* _Listed records_
=-=-=-=-=
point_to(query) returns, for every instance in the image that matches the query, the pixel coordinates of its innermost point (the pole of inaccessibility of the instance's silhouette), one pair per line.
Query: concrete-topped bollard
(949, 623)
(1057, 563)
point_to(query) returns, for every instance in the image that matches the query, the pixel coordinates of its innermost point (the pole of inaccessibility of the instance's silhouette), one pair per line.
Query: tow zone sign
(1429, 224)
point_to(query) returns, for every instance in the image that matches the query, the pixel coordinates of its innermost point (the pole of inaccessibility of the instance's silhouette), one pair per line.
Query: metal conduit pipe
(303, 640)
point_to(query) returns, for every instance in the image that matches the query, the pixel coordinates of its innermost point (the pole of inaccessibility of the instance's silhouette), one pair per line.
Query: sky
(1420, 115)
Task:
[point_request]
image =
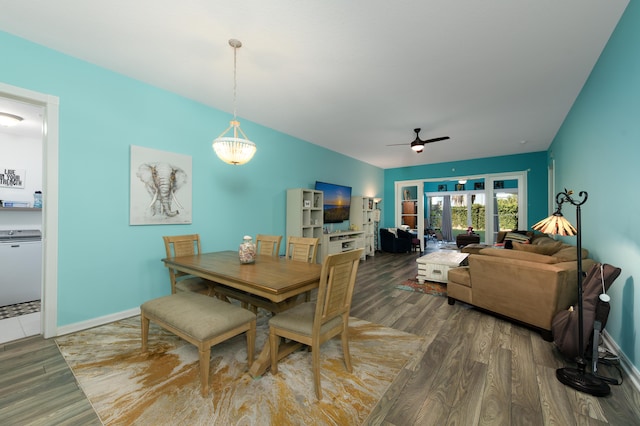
=-=-=-=-=
* _Instructions to follow_
Please render every line of the items above as a Markdown table with the columns "No." and "Line", numbering the rows and skipping blank lines. Leave the pictures out of the table.

* _Final answer_
| No. | Line |
|---|---|
| 1 | point_to(query) returns, for every instance in the image that matches the query, the pixel coordinates of its innermost point (the pole of inaccessibility of the instance's silhouette), one pair per line. |
| 2 | Query: concrete-topped bollard |
| 3 | (949, 623) |
| 4 | (1057, 563) |
| 5 | point_to(query) returns, for every instance in the image that matches the query, the pixel coordinates of its innermost point (the pole of inaccessibility of the instance's silhouette), one pair per line. |
| 6 | Query: tow zone sign |
| 7 | (1429, 224) |
| 8 | point_to(query) returns, for every instance in the image that matches the query, the pixel coordinates of its innermost point (the pole of inaccessibility of the instance's silhouette), one pair per line. |
| 9 | Query: metal conduit pipe |
| 10 | (303, 640) |
| 11 | point_to(query) returns, for every instance in the image that matches the query, the pixel coordinates of its innermost point (the pole of inaccessibility of the instance's silhouette), one pair per line. |
| 12 | Query: sky |
| 13 | (1420, 115) |
| 14 | Task: |
| 15 | [point_request] |
| 16 | image = |